[Pointing records for named objects]
• • • • • • •

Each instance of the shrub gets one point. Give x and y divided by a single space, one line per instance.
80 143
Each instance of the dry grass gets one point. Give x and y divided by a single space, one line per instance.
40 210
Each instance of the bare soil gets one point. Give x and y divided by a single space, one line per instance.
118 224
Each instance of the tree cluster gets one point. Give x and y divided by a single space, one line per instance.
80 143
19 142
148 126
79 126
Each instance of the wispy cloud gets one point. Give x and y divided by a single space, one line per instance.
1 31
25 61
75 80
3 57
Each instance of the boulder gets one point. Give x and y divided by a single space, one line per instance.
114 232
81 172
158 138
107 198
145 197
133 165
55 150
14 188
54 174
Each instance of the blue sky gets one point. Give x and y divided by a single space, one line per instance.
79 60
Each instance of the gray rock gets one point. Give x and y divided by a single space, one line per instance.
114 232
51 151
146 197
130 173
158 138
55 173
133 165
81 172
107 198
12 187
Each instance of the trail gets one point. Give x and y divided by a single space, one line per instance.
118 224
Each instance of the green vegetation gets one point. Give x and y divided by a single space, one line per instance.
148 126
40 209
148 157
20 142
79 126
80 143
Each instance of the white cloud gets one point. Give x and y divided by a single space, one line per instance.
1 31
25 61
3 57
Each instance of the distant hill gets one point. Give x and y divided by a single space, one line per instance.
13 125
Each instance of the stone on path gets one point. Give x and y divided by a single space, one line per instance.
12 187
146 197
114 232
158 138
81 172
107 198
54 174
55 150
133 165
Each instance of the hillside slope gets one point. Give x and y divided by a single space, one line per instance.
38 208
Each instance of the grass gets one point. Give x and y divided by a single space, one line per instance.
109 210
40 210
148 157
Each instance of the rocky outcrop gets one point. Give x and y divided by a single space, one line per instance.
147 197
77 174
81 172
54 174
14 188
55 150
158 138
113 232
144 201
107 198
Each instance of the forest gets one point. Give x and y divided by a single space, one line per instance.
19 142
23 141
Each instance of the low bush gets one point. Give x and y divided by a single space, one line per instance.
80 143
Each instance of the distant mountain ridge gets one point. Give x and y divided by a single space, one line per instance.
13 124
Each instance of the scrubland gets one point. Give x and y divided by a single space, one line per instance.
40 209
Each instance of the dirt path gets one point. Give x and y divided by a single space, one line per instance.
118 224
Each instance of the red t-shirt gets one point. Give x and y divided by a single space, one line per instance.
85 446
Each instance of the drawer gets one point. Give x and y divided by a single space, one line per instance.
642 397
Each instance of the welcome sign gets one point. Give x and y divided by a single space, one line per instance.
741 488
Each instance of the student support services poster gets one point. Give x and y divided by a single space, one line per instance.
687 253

• • • • • • •

Please echo the line that contains "Each instance of the student" and every line after it through the end of the rows, word for word.

TASK OUTPUT:
Each instance of the student support services poster gets one point. Give x and y divided by a single space, one line per instance.
687 253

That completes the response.